— Text segment —

I am a second year Computer Science PhD student at Carnegie Mellon University
advised by Prof. Jeremy Avigad in the Hoskinson Center.
My office is 9002 Gates and Hillman Centers.
I was an attendee of the 9th and 11th Heidelberg Laureate Forums.
I am a fellow of the National Science Foundation (NSF) Graduate Research Fellowships Program.
I completed my undergraduate degrees in Mathematics and Computer Science with a minor in Music at UC Berkeley.
If what they were working on was not important and was not likely to lead to important things, then why were they working on them?
— Richard Hamming
To me, the most important problem is Automated Theorem Proving (ATP).
Proving arbitrary theorems from mathematics is definitionally the hardest problem in computer science.
Solving this one problem would solve all formal problems at once.
The following diagram from descriptive complexity theory shows complete problems for increasingly difficult complexity classes:
Recognizable / Semi-Decidable / Turing Complete —
Dependent Type Theory (General ATP)
ATP is the only formal problem with no known algorithm matching human performance.
Such an algorithm has applications in formal verification, mathematical discovery, generative design, and all manner of fields with elements of deductive reasoning or logic.
My goal is to build a human-level automated theorem prover.
My most important philosophy is first-principles thinking.
I start from the end goal and work my way back to the solution.
In ATP, this means designing a maximally simple formal language for mathematics and building in human-inspired general reasoning capabilities from the start.
This is my research project Canonical.
My approach to ATP is unique in a few key ways:
One Unified Robust Approach
Learning from Experience
Metatheoretic Reasoning
Executing Concrete Strategy
Maintaining and Creating Abstraction Barriers
One Unified Robust Approach
The strategy in automated reasoning has been to start with a base language, like SAT, and add individual language extensions over time along with dedicated reasoning to integrate it.

— Dataset content —
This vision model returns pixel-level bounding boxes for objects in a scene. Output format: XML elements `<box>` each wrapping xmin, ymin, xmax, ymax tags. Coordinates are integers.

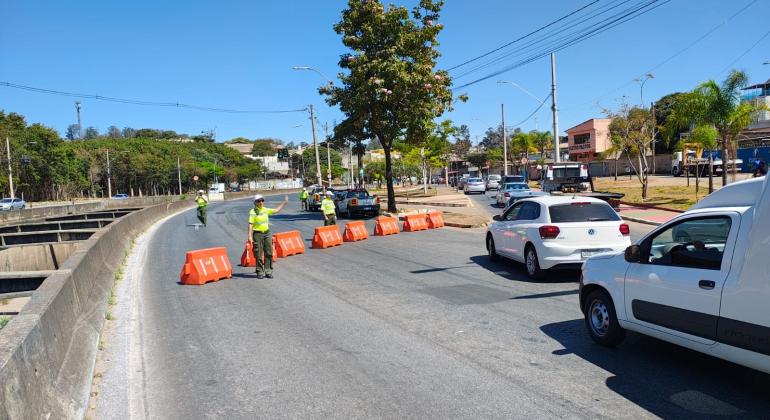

— Given request 1 —
Extract the stretch of the research profile that begins at the words "My office is" and stops after "problems at once.".
— Given request 2 —
Name every key way in which the research profile says its approach to automated theorem proving is unique.
The data above comes from a source separate from the research profile.

— Solution 1 —
My office is 9002 Gates and Hillman Centers.
I was an attendee of the 9th and 11th Heidelberg Laureate Forums.
I am a fellow of the National Science Foundation (NSF) Graduate Research Fellowships Program.
I completed my undergraduate degrees in Mathematics and Computer Science with a minor in Music at UC Berkeley.
If what they were working on was not important and was not likely to lead to important things, then why were they working on them?
— Richard Hamming
To me, the most important problem is Automated Theorem Proving (ATP).
Proving arbitrary theorems from mathematics is definitionally the hardest problem in computer science.
Solving this one problem would solve all formal problems at once.

— Solution 2 —
One Unified Robust Approach
Learning from Experience
Metatheoretic Reasoning
Executing Concrete Strategy
Maintaining and Creating Abstraction Barriers